> [Point labeling entries]:
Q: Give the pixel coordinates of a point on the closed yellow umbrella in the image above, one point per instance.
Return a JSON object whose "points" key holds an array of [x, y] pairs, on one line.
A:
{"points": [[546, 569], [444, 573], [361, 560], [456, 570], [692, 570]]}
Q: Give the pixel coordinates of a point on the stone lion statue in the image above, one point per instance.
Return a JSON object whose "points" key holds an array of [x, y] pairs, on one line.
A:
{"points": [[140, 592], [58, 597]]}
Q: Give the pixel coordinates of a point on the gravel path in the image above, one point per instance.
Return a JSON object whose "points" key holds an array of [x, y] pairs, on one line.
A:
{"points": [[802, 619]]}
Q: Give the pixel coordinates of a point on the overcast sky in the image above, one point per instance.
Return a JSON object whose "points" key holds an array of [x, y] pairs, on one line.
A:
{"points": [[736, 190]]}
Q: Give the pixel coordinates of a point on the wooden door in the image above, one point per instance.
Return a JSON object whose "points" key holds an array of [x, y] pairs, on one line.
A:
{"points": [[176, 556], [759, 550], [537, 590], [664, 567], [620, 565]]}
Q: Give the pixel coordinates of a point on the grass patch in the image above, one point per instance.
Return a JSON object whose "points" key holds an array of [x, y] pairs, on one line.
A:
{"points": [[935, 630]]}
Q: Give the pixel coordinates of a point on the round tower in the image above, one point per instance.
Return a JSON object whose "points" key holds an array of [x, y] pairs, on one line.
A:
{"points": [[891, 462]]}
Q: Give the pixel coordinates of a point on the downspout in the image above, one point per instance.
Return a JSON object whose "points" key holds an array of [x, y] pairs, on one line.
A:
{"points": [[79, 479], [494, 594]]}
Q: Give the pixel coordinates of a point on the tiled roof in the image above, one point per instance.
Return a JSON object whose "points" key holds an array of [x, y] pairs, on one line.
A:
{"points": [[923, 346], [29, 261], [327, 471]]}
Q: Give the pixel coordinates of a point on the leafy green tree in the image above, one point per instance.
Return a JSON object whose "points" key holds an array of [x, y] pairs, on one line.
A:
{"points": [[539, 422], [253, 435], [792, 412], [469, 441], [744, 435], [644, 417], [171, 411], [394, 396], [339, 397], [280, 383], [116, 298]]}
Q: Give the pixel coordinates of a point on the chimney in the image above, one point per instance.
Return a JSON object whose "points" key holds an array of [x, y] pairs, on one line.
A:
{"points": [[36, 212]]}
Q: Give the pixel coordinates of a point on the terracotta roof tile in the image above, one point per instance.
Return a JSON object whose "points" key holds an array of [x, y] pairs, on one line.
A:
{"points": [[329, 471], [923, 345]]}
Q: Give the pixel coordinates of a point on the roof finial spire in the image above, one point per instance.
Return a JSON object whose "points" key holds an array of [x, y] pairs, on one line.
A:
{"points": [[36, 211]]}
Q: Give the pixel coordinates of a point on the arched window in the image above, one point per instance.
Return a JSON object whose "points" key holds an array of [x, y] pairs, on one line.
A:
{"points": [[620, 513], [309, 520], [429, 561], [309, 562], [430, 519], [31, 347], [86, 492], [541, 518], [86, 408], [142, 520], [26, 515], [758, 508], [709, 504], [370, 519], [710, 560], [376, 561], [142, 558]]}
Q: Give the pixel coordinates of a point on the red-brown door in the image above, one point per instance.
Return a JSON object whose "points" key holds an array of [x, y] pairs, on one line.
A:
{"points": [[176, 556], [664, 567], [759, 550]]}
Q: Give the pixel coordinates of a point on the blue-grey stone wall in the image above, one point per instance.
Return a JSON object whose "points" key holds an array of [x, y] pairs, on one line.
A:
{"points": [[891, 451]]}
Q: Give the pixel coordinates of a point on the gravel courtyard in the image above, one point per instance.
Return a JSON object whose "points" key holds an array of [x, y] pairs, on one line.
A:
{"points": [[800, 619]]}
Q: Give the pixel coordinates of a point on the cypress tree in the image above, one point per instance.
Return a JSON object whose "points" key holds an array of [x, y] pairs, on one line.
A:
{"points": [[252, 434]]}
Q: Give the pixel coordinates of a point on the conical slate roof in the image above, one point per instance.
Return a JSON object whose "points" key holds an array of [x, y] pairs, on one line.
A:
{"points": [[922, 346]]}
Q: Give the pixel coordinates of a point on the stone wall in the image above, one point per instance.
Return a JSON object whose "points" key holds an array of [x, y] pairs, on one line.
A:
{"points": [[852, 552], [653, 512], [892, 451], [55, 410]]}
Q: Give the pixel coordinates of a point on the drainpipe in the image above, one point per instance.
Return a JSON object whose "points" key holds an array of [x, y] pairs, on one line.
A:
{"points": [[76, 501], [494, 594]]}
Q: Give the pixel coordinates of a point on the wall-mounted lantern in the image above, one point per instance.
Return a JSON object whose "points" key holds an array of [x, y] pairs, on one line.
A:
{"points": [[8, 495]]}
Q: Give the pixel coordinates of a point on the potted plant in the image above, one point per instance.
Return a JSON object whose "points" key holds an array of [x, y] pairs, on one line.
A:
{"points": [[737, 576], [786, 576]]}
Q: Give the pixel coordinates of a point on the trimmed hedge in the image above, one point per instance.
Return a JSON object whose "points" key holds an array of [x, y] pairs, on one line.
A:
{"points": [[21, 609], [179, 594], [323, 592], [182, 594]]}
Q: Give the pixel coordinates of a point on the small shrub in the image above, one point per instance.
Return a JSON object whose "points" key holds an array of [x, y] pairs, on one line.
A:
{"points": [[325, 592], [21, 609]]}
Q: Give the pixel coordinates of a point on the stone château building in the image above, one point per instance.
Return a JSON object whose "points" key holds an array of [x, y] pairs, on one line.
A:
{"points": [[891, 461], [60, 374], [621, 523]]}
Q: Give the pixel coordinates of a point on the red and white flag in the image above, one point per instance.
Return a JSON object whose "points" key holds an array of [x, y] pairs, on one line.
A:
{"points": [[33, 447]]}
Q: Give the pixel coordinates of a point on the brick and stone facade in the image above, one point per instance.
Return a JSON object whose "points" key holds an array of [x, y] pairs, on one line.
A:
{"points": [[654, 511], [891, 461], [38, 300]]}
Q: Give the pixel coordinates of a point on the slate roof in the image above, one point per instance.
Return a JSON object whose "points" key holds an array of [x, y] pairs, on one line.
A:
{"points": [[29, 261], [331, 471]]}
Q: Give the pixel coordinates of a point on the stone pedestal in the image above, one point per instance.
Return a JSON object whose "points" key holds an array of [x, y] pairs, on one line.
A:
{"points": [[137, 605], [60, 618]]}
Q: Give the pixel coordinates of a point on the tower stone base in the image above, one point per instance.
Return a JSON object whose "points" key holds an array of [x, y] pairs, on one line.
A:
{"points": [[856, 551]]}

> [What needs to be done]: Rewrite all of the entries above, renaming "one point per instance" to "one point per object" wherever it occurs and leaving every other part of the lines unchanged.

> [Solved problem]:
Q: Give the pixel coordinates of a point on the closed yellow umbrella in the image above, one point per object.
Return a JSON object whose "points" key holds an array of [x, y] pairs, on one line.
A:
{"points": [[546, 569], [444, 573], [361, 560], [456, 570], [692, 570]]}
Q: Give the pixel coordinates of a point on the stone lion statue in the image above, one point per object.
Return a JSON object whose "points" key holds an array of [x, y] pairs, on one line.
A:
{"points": [[140, 592], [58, 597]]}
Q: Give the pixel coordinates of a point on the gravel path in the image above, one point per object.
Return a JSON object whose "points" key holds an array of [x, y] pairs, on one line.
A:
{"points": [[802, 619]]}
Q: Give the pixel coordinates of a point on the overcast sky in the image above, one point per object.
Return a JSON object whose "points" key holds an array of [x, y] pairs, on one line.
A:
{"points": [[736, 190]]}
Q: Give the pixel coordinates of a point on the wooden door in the image above, one point per object.
Return a JSON object whose "points" key holds an array of [x, y] pairs, on one line.
A:
{"points": [[176, 556], [759, 550], [537, 590], [664, 567], [620, 565]]}
Q: Give the pixel coordinates of a point on the grass patch in the image above, one point per object.
Return a JSON object whose "points" key holds an array of [x, y] pairs, on one line.
A:
{"points": [[935, 630]]}
Q: Give the pixel coordinates of a point on the round tower in the image above, one point per object.
Return a JSON object whose "points" key holds an array of [x, y] pairs, on one line.
A:
{"points": [[891, 462]]}
Q: Give the pixel coordinates of a point on the downspout in the image above, one point per object.
Return a JSON object whose "points" key holds an array of [x, y] pairs, on one line.
A:
{"points": [[79, 479], [494, 594]]}
Q: Give the pixel coordinates of a point on the tiled roof in the image above, one point per object.
Return a JSON object whose "points" key holds an array of [x, y] pairs, on one line.
A:
{"points": [[923, 346], [29, 261], [327, 471]]}
Q: Give the pixel coordinates of a point on the leafy green tree in the image above, one point per object.
Return a JSON object whose "points" key holds an array of [x, y] pairs, on one line.
A:
{"points": [[539, 422], [253, 435], [792, 412], [469, 441], [744, 435], [644, 417], [171, 411], [394, 396], [339, 397], [280, 383], [116, 298]]}
Q: Give the pixel coordinates of a point on the chimney in the image above, one point per object.
Return a JSON object whose "points" key holds an array of [x, y] pairs, on one line.
A:
{"points": [[36, 212]]}
Q: Give the pixel coordinates of a point on the terracotta roof tile in the image above, one point per object.
Return a JSON object whose "points" key holds an array of [x, y] pairs, on one line.
A:
{"points": [[329, 471], [923, 345]]}
Q: Give the pixel coordinates of a point on the roof finial spire in the image above, one point per object.
Return a JSON object whose "points" key holds an array of [x, y] pairs, on one line.
A:
{"points": [[36, 211]]}
Q: Give the pixel coordinates of a point on the arched window in the image above, one point per object.
Return a JSON object whose "points" key holds an array of [x, y] pairs, on one line.
A:
{"points": [[620, 513], [309, 520], [429, 561], [309, 562], [430, 519], [31, 347], [86, 492], [541, 518], [86, 408], [142, 520], [26, 515], [758, 508], [709, 504], [370, 519], [710, 560], [376, 561], [142, 558]]}
Q: Give the pixel coordinates of a point on the red-brown door in the image above, one point per object.
Return a JSON object whose "points" key holds an array of [x, y] pairs, on one line.
A:
{"points": [[176, 556], [664, 567], [759, 550]]}
Q: Give the pixel coordinates of a point on the blue-grey stone wall in the image above, one point per object.
Return a JSON object whose "points" key holds an array of [x, y] pairs, on one line.
A:
{"points": [[891, 451]]}
Q: Give the pixel coordinates of a point on the gravel courtyard in the image above, one point per object.
Return a JSON object whose "points" key holds an array of [x, y] pairs, on one line.
A:
{"points": [[800, 619]]}
Q: Give the pixel coordinates of a point on the cypress tree in the image above, one point per object.
Return a JSON object whose "points" key holds an array of [x, y] pairs, on one line.
A:
{"points": [[252, 434]]}
Q: Give the pixel coordinates of a point on the conical slate roof in the image above, one point per object.
Return a JSON object whose "points" key holds an array of [x, y] pairs, on one line.
A:
{"points": [[922, 346]]}
Q: Give the pixel coordinates of a point on the stone wall in the image above, one point per object.
Return a JSON object whose "points" key holds an array of [x, y] pairs, on one line.
A:
{"points": [[852, 552], [653, 512], [892, 451], [55, 410]]}
Q: Give the pixel coordinates of a point on the drainpipe in the image above, one point per object.
Return a JSON object whose "points" key holds an array of [x, y] pairs, on one line.
A:
{"points": [[76, 501], [494, 594]]}
Q: Give the pixel coordinates of a point on the wall-mounted lantern in the image above, one point per object.
Return a JSON object whose "points" key holds an array of [x, y] pairs, on one line.
A:
{"points": [[8, 495]]}
Q: Give the pixel coordinates of a point on the potted plant in the image above, one point per object.
Return a JSON object whose "points" key holds an array of [x, y] pairs, on one line.
A:
{"points": [[737, 576], [786, 576]]}
Q: Give the pixel coordinates of a point on the trimmed hedge in the image above, one point per object.
Return a JSON object whose "points" key holds an array of [x, y] pairs, on one line.
A:
{"points": [[21, 609], [179, 594], [323, 592], [182, 594]]}
Q: Give the pixel coordinates of a point on the small shrub in the image above, one point per object.
Return a JSON object whose "points" key holds an array of [x, y] pairs, on one line.
A:
{"points": [[325, 592], [21, 609]]}
Q: Give the pixel coordinates of a point on the stone château building in the image above, one point per object.
Return a JSON object whose "points" key holds an array of [x, y] pairs, on one line.
A:
{"points": [[891, 461], [60, 374], [621, 523]]}
Q: Give the pixel coordinates of a point on the red and white flag in the image above, one point per object.
Return a JSON object whose "points" key holds an array of [x, y] pairs, on one line.
A:
{"points": [[33, 447]]}
Q: Give the pixel coordinates of a point on the brick and stone facade in the image above, one point per object.
Return a JSON object whose "points" key holds an array of [x, y] pairs, on one line.
A:
{"points": [[654, 511], [891, 461], [38, 300]]}
Q: Give the pixel coordinates of a point on the slate roof in the image above, one point per object.
Return a JSON object whose "points" key holds an array of [x, y] pairs, on one line.
A:
{"points": [[29, 261], [331, 471]]}
Q: Give the pixel coordinates of a point on the stone pedestal in the image above, one point per object.
Return a JSON object whose "points" key holds an array of [x, y] pairs, on one line.
A:
{"points": [[137, 605], [60, 618]]}
Q: Give the pixel coordinates of a point on the tower stone base in the image above, one point per object.
Return a JSON object whose "points" key holds an array of [x, y] pairs, on one line.
A:
{"points": [[856, 551]]}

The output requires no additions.